▸ **Set of tasks**:
A – According to the Malta backstory post, which two U.S. states has the writer never traveled through?
B – From the Malta backstory post, echo everything from "Malta - The" down to "day can be.".
C – Carry on the Malta backstory post from its final sentence.

Monday, September 3, 2012

Malta - The Backstory


It’s been on my bucket list for what seems like forever to travel somewhere off the continent of North America. Believe it or not, I never have. I’ve traveled through nearly every state in the United States (all but North Dakota and Indiana) and much of Canada and a bit of Mexico... but never further. I’m on my third passport, and none of them have ever been stamped! (I traveled in Mexico and Canada back in the day when all that you needed was a driver’s license.) I’d always thought that someday one day I’d travel the distance but it’s amazing just how illusive that someday one day can be.

In the last couple of years I’ve been thinking a lot about this idea of a bucket list. I’d create imaginary timelines in my head and wonder, what would make it on the list if I were only going to live another year? Another five years? Another ten? It seems like it should have been easier than it’s been for me. It seems like a person “should” have dozens (if not hundreds) of things on that list but I don’t. I have barely a handful and even those seem slippery, alternately sliding on and off the list. I’m making peace with that. My bucket list - My rules. It’s organic, my living and breathing bucket list and here are some of the things currently on it:  
  • I’d like to swim a mile in one direction 
  • I’d like to see Niagara Falls 
  • I’d like to spend a night in the Ice Hotel 
  • I’d like to ride in my friend Bob’s Aircam (it’s “a twin-engine experimental home built aircraft that can fly 10 feet above the tree tops.” www.aircam.com
  • I’d like to write a book 
  • I’d like to have my own gallery show of photographs (stay tuned...that’s coming up in February in Sacramento!)
  • And perhaps most of all, I’d like to travel off the continent.
That’s where Malta comes in. Malta definitely fulfills the off the continent requirement, but along with that it’s in a part of the world I’ve always wanted to visit- the Mediterranean. Malta, officially the Republic of Malta, is a small group of islands (Malta, Gozo, Comino) about fifty miles south of Sicily.

▸ **Dataset**:
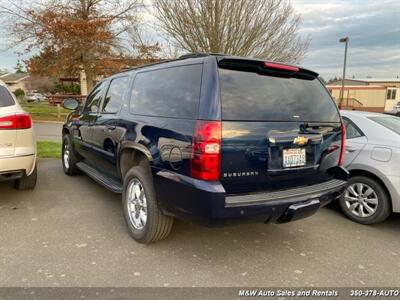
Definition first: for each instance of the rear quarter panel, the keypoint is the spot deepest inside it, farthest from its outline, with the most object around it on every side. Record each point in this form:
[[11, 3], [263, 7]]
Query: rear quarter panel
[[375, 159]]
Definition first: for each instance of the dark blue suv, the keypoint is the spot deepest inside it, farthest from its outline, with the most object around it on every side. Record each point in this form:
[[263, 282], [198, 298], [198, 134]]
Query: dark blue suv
[[212, 139]]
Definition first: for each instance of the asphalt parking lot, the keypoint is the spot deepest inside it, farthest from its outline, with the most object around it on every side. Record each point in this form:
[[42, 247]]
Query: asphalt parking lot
[[69, 231]]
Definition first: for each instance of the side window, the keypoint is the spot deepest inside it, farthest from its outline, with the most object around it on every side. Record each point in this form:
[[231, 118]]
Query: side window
[[94, 99], [170, 92], [352, 131], [114, 97], [5, 97]]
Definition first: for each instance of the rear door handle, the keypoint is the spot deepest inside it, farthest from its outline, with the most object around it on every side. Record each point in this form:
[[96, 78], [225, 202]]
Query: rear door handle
[[350, 149]]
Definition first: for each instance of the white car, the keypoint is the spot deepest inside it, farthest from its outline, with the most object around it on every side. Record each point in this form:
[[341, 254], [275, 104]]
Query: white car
[[17, 143], [373, 160]]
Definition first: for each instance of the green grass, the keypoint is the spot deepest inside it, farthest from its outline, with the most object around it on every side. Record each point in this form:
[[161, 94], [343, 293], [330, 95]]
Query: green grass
[[46, 149], [44, 112]]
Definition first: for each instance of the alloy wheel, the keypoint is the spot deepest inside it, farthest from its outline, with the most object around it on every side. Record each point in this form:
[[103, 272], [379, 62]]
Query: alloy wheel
[[361, 200], [137, 204]]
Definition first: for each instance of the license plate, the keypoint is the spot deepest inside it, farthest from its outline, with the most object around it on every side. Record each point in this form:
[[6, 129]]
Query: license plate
[[295, 157]]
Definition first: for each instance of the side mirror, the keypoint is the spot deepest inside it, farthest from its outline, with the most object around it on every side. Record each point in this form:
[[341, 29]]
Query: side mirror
[[70, 103]]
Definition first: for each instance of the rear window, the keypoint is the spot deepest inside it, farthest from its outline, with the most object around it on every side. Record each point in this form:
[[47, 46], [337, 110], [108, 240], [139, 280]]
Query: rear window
[[171, 92], [250, 96], [5, 97], [391, 123]]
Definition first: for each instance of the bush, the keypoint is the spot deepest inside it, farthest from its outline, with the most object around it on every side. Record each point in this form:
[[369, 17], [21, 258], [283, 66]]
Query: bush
[[19, 93]]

▸ **Written responses**:
A – North Dakota and Indiana.

B –
Malta - The Backstory


It’s been on my bucket list for what seems like forever to travel somewhere off the continent of North America. Believe it or not, I never have. I’ve traveled through nearly every state in the United States (all but North Dakota and Indiana) and much of Canada and a bit of Mexico... but never further. I’m on my third passport, and none of them have ever been stamped! (I traveled in Mexico and Canada back in the day when all that you needed was a driver’s license.) I’d always thought that someday one day I’d travel the distance but it’s amazing just how illusive that someday one day can be.

C –
Back in March, when I was going through a particularly rough time, I serendipitously came across an advertisement for the “Women’s Pilgrimage to Malta Fall Equinox 2012” and thought, why the heck not?  Back then, looking ahead at all the medical tests and procedures of PET scans and biopsies and MRI, it seemed like one darn great good carrot... and it has been.  In five days I board a plane and head off to another world. 

Here is part of the brochure’s trip description-

“Experience the sacred healing presence of the world’s oldest temples through chant, song, dance, ritual and archaeological study. The peaceful, artistic and matrifocal people of ancient Malta left us their temples and symbolic language. And still today these sacred places transmit unique qualities of healing, regeneration and the wisdom of the natural world. The trip will include visits to archaeological sites and museums, song circles and workshops, lectures, special presentations by Maltese scholars and artists, dancing, swimming in the Mediterranean sea, singing in the Hypogeum, and a moonlight ritual at the ancient Ggantija (female giant) temples. The pilgrimage will culminate in a private Autumn Equinox celebration at the beautiful seaside temple of Mnajdra. The Maltese temple builders had advanced astronomical understanding. The temple of Mnajdra is aligned so that on the morning of the Autumn Equinox when the run rises, the sun’s rays enter the temple through a passageway and light the back altar. We will have the extraordinary opportunity to witness and participate in this ancient ritual of renewal.”

I am most looking forward to that “healing presence” and renewal and experiencing the beauty of part of the natural world I have never seen.

More to follow.....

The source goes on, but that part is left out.